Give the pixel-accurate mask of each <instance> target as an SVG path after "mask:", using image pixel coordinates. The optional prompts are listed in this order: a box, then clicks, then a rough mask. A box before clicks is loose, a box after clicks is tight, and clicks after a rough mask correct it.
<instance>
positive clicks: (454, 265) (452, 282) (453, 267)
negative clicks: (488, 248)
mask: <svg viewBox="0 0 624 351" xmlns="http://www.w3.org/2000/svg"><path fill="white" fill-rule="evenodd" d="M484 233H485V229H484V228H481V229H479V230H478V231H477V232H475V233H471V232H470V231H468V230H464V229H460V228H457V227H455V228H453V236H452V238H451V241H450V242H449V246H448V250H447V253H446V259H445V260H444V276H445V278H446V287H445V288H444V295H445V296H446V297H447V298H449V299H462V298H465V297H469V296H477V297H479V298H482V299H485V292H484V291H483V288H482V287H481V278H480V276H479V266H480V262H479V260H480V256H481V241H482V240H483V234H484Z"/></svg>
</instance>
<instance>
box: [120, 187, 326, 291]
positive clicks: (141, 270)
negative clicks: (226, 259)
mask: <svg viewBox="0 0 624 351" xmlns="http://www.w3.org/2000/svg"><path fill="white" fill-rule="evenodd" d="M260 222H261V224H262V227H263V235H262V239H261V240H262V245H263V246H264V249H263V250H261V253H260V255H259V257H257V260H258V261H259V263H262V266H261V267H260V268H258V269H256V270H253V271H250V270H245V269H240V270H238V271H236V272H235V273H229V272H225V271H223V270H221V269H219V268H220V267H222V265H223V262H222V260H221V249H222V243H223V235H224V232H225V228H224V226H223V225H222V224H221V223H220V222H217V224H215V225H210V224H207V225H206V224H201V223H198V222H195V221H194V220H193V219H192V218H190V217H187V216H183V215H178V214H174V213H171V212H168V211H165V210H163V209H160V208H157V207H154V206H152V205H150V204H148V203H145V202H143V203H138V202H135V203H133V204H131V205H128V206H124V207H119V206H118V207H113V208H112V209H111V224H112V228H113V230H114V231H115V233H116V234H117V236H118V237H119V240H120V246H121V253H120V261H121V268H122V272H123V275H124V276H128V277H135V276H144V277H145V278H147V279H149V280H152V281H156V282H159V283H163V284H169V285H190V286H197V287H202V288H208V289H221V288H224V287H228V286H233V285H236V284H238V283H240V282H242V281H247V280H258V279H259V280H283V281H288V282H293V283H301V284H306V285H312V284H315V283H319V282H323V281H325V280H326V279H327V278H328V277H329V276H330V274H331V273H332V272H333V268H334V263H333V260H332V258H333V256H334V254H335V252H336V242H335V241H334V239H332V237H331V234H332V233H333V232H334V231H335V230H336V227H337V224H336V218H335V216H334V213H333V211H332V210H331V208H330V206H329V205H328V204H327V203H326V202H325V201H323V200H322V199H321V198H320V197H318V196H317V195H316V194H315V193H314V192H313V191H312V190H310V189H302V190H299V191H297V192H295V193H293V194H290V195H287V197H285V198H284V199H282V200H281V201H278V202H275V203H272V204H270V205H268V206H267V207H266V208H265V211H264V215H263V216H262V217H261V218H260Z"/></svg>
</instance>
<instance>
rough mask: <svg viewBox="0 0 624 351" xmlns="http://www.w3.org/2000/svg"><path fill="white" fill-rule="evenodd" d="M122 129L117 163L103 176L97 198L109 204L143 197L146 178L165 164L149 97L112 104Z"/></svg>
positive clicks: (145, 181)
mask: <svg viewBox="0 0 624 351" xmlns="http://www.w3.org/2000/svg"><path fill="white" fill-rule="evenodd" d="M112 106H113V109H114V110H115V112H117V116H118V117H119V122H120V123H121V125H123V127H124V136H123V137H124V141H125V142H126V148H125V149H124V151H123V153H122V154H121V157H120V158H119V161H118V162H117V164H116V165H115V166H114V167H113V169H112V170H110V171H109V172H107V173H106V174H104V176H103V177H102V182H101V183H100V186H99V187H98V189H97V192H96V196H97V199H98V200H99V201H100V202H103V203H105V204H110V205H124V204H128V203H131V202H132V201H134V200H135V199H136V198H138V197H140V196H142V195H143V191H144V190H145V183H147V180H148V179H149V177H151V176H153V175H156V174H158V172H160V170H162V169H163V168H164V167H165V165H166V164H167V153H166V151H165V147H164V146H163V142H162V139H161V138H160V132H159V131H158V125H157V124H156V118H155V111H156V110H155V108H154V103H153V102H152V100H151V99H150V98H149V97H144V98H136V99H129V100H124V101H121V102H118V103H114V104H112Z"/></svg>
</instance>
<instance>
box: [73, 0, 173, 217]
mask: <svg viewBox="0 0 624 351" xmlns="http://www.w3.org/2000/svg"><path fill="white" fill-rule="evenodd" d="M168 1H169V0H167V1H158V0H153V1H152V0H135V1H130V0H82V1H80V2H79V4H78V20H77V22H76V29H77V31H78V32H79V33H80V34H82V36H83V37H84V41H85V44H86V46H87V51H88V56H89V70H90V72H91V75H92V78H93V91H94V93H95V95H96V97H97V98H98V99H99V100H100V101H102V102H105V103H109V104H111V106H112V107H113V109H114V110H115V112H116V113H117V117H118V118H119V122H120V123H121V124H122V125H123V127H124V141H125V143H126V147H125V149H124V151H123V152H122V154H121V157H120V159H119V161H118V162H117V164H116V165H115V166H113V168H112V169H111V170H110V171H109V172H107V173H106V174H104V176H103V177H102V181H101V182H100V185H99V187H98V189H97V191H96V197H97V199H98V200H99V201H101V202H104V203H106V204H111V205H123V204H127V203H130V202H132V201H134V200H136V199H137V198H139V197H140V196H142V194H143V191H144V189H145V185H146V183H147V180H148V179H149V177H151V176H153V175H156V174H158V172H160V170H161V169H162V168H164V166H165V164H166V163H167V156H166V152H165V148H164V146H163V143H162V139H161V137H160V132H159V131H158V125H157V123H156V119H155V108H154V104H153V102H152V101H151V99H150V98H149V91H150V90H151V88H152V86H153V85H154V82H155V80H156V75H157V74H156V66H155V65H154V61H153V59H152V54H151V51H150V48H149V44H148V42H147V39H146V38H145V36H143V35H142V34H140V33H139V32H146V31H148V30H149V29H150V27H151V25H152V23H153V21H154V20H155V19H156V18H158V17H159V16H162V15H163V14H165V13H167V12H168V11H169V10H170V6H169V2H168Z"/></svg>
________________________________________
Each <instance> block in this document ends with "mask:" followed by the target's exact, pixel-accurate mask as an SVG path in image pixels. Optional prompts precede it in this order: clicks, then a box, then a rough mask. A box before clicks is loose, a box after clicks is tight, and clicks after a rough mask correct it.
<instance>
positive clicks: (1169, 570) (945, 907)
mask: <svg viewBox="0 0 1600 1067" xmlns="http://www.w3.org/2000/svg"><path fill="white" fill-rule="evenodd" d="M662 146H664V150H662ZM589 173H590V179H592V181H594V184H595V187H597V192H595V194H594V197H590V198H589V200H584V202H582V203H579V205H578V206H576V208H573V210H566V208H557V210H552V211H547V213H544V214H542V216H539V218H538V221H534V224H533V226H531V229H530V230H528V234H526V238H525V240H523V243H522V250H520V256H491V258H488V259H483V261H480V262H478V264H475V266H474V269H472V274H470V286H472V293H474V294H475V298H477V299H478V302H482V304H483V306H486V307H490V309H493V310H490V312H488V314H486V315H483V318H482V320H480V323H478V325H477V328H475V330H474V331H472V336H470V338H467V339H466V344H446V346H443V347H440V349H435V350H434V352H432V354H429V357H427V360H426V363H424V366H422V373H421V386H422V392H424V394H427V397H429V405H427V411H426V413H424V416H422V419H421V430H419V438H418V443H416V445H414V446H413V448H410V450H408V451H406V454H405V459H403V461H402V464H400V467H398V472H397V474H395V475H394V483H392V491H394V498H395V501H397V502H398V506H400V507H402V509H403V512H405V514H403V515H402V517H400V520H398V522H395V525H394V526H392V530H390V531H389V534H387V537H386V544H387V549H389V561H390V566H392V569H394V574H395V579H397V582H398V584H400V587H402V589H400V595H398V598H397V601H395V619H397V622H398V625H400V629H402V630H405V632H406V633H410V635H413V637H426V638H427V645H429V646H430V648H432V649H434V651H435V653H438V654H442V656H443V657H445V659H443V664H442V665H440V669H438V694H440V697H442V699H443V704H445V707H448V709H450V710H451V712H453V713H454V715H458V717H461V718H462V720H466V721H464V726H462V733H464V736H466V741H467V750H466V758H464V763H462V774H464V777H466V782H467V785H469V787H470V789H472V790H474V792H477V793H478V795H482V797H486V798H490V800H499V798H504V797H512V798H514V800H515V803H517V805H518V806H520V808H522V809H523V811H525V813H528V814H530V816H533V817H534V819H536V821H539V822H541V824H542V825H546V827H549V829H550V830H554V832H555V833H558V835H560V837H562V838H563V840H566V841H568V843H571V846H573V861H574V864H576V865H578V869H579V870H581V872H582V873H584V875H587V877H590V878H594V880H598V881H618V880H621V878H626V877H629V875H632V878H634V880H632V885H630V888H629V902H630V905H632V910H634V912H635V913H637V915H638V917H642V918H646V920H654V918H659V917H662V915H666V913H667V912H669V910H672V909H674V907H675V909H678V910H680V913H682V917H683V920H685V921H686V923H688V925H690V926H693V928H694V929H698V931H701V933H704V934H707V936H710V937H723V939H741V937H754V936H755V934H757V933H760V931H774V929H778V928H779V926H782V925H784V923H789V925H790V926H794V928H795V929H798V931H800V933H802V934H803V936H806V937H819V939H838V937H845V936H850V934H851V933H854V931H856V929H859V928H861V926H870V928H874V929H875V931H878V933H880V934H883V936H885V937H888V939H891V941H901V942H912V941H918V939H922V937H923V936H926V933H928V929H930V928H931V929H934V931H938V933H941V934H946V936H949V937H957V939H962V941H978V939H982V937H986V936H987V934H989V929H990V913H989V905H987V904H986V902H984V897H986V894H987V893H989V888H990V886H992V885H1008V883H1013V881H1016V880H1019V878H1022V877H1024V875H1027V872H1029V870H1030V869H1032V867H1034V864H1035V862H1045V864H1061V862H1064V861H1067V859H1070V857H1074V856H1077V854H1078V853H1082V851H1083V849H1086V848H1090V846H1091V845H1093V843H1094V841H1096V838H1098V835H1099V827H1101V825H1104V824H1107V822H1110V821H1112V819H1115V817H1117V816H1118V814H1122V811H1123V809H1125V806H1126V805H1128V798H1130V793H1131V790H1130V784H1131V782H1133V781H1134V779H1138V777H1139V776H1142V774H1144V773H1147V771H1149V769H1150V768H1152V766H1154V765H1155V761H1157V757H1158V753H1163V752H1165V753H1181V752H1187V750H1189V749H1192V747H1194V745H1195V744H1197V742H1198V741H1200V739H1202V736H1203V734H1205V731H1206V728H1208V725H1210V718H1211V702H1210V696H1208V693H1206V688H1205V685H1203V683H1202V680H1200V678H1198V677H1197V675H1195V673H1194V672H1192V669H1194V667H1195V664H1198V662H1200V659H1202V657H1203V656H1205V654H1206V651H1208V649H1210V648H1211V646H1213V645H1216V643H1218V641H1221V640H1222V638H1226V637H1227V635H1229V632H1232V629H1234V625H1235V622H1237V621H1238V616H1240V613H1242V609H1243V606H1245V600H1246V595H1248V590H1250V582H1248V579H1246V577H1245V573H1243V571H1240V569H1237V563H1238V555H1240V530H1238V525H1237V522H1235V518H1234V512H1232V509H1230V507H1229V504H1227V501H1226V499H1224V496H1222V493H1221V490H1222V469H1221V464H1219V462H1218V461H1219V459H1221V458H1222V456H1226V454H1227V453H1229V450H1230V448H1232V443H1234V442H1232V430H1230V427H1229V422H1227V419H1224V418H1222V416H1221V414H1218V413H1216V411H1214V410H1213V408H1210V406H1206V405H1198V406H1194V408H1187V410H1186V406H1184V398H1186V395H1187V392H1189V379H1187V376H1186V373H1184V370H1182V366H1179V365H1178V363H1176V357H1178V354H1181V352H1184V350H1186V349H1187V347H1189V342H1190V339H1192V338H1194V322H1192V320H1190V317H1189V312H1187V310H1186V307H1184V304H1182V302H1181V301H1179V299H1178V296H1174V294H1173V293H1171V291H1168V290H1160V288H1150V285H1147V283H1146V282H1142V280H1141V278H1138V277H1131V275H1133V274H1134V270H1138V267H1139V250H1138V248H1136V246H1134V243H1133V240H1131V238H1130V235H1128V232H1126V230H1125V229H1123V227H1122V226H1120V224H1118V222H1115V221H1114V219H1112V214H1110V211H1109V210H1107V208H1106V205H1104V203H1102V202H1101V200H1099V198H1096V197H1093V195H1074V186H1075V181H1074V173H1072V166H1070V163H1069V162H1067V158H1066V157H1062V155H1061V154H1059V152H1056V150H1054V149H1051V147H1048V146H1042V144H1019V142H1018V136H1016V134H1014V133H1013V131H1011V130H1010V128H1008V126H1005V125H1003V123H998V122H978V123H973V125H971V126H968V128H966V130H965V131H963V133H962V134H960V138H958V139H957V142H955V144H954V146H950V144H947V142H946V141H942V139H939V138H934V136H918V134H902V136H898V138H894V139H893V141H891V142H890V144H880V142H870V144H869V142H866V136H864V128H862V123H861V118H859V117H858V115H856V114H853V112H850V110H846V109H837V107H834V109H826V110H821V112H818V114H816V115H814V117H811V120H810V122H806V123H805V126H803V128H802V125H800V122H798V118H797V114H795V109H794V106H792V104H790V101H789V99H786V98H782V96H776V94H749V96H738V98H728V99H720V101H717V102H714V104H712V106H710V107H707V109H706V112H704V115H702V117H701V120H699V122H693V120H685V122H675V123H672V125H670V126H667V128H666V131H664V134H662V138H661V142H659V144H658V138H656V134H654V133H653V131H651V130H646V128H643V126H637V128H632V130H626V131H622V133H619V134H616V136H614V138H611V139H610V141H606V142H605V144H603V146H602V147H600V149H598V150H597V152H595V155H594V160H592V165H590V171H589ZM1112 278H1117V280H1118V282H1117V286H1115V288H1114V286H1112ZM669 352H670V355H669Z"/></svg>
________________________________________
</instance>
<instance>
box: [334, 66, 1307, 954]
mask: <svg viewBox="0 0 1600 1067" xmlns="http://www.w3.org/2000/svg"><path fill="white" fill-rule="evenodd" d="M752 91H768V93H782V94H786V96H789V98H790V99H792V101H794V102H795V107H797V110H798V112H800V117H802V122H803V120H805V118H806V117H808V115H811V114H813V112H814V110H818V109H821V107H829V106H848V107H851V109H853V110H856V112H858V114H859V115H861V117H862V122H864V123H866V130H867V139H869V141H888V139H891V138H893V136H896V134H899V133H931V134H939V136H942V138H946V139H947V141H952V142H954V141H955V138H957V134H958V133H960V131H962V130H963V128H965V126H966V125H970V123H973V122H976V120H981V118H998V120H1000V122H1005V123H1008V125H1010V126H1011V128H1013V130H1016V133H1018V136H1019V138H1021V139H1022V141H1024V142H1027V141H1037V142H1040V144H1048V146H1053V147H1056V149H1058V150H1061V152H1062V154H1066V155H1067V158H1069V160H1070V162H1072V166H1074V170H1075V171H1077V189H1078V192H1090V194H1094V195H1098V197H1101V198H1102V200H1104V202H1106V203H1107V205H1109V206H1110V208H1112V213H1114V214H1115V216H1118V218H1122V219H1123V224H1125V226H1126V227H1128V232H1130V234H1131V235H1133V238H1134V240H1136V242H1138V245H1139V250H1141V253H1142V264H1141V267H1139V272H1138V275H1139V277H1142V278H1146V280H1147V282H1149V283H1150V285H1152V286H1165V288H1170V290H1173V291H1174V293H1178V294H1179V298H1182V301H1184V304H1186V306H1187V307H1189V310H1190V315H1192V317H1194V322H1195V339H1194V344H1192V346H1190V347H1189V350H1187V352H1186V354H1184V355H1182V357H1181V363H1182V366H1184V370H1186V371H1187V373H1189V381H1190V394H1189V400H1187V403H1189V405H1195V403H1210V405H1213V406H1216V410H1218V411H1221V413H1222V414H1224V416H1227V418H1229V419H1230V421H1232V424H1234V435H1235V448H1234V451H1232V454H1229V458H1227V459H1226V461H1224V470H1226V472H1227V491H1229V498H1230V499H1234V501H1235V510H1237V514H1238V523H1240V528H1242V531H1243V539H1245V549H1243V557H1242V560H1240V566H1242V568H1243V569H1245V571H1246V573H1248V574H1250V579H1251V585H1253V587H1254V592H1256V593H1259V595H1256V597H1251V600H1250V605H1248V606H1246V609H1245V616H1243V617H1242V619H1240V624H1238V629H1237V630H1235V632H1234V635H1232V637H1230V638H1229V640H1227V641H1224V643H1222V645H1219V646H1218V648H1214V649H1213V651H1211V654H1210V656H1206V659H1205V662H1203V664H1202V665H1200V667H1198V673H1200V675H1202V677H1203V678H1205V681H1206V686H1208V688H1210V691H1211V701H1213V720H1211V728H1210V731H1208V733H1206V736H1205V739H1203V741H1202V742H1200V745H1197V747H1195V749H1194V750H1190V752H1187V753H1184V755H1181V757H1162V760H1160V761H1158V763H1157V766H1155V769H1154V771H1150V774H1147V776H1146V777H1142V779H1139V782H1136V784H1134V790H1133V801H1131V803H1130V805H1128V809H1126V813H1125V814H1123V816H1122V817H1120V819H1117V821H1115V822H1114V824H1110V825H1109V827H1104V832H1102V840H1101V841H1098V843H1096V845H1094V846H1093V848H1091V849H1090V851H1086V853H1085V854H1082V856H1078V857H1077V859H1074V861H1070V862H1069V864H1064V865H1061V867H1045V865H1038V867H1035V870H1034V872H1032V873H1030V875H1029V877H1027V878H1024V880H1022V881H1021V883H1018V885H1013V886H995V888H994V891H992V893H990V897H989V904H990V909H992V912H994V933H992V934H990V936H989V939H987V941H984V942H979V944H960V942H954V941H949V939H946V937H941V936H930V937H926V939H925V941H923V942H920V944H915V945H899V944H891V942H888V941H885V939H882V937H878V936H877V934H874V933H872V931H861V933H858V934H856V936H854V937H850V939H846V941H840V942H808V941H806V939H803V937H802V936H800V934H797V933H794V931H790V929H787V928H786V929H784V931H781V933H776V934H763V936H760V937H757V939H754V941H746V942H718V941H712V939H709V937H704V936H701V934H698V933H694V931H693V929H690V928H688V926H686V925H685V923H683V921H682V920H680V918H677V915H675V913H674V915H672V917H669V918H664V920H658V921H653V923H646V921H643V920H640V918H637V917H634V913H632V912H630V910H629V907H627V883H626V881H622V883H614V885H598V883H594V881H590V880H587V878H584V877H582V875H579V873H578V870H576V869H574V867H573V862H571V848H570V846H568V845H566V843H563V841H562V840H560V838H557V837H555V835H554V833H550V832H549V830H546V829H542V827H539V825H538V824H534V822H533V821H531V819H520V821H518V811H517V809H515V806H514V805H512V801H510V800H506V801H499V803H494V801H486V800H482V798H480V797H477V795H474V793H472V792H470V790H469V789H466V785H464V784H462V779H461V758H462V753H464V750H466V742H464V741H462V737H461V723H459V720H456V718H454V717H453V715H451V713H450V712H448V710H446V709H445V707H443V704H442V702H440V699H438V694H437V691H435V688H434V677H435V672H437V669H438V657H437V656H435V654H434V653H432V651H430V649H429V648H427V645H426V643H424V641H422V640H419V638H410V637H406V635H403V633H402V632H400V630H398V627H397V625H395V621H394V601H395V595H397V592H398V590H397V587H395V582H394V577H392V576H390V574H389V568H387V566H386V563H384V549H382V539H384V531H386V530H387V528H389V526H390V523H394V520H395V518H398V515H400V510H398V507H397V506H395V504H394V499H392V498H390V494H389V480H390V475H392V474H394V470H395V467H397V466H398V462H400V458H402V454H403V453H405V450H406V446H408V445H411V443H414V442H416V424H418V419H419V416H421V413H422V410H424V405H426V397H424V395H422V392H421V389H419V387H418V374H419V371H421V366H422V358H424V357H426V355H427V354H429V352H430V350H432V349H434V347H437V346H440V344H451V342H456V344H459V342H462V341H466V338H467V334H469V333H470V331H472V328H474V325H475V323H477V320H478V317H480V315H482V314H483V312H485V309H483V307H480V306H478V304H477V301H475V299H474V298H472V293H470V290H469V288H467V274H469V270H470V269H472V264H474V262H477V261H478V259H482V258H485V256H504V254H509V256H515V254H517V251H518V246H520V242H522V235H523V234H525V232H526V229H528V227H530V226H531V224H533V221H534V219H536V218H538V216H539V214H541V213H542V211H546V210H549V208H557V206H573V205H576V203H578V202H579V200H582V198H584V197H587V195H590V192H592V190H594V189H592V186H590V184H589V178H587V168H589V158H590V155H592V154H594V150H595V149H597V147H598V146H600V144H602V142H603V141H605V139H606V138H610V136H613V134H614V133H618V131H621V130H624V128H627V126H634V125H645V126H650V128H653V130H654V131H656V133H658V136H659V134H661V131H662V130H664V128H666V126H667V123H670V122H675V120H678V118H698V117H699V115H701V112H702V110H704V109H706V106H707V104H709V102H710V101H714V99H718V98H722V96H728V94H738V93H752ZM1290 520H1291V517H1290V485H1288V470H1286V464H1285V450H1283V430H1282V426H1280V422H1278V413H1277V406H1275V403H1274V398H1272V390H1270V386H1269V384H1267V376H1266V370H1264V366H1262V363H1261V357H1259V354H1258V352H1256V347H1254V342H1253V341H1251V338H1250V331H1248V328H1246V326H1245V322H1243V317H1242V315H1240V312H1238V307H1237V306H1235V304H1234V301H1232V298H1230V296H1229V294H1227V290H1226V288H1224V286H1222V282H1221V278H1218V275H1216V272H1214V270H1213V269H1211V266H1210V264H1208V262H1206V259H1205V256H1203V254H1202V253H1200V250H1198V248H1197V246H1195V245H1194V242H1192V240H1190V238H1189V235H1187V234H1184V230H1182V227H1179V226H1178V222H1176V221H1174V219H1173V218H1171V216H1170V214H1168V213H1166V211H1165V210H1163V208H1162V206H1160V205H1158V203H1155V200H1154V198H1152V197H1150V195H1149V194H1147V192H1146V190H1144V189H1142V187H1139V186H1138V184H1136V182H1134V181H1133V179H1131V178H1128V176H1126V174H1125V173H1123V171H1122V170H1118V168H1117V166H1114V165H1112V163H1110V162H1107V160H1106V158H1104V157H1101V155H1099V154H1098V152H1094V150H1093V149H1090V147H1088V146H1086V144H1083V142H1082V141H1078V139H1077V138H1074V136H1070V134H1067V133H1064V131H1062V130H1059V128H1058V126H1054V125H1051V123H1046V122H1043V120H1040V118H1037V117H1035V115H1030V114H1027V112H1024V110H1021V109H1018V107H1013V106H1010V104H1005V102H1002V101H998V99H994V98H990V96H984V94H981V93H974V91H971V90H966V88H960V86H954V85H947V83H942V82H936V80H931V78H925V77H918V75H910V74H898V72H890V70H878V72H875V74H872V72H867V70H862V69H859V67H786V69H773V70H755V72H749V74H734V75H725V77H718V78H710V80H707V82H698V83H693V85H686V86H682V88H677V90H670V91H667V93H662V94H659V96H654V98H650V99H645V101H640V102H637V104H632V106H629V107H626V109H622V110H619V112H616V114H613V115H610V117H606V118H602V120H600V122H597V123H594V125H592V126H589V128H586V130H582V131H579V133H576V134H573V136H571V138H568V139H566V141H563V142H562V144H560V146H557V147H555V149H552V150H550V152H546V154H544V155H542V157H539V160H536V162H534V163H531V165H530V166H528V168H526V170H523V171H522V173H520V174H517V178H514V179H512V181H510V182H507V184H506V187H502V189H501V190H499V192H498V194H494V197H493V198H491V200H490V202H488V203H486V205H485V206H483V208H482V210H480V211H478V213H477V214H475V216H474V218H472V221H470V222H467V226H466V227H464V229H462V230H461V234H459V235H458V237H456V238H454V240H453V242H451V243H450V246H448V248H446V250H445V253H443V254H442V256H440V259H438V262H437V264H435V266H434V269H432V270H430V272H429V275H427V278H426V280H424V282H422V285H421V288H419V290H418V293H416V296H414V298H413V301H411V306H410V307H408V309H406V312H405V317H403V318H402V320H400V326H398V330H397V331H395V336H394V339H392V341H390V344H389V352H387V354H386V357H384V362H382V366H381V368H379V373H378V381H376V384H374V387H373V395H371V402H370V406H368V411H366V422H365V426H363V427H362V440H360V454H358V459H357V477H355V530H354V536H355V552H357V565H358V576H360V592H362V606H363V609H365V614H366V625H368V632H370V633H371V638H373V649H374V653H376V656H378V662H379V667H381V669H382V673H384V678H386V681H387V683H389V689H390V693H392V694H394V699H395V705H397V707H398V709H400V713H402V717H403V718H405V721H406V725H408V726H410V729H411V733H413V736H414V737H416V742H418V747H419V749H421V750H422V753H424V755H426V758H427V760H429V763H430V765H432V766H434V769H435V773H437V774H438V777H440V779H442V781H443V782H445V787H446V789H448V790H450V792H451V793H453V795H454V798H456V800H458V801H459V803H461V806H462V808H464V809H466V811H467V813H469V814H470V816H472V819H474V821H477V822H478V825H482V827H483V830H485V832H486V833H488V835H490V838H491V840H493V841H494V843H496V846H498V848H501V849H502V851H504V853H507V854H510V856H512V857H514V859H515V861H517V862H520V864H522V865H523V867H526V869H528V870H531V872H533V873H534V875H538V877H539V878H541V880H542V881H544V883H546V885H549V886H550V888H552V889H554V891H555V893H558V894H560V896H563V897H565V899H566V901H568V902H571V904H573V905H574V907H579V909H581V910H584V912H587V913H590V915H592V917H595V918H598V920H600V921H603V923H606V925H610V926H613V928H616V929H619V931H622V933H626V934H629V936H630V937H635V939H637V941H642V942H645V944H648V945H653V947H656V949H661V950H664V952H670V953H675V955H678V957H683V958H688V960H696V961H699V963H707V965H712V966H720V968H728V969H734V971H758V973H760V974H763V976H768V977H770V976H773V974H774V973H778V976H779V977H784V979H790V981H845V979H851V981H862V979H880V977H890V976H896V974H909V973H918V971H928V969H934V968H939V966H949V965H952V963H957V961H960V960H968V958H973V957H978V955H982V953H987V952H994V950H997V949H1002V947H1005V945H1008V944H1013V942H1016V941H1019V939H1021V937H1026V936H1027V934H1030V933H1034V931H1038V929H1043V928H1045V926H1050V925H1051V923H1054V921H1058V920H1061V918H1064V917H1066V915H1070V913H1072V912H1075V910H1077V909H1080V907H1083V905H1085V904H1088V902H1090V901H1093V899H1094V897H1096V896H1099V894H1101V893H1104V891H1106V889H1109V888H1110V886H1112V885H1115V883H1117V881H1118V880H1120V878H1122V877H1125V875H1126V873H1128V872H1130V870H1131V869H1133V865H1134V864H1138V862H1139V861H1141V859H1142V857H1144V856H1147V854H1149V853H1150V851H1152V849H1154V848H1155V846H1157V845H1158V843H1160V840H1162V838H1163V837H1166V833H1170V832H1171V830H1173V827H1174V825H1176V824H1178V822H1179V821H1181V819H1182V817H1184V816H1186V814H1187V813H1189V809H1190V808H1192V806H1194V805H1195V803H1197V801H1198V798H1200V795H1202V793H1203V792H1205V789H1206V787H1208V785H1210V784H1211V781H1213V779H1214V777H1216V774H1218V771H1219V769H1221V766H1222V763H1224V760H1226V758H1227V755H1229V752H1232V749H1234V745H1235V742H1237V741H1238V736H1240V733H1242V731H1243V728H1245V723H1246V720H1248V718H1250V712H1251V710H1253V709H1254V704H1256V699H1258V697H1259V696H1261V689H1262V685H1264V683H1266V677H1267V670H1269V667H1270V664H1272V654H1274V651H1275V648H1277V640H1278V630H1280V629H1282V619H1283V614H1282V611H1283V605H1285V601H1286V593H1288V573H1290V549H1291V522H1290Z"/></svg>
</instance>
________________________________________
• _Problem to solve_
From the listing above, repeat exactly the lines starting at the line that includes "Give the pixel-accurate" and ending at the line that includes "positive clicks: (454, 265)", with nothing outside that span.

• _Solution to this problem_
Give the pixel-accurate mask of each <instance> target as an SVG path after "mask:", using image pixel coordinates. The optional prompts are listed in this order: a box, then clicks, then a rough mask. A box before clicks is loose, a box after clicks is tight, and clicks after a rough mask correct it.
<instance>
positive clicks: (454, 265) (452, 282) (453, 267)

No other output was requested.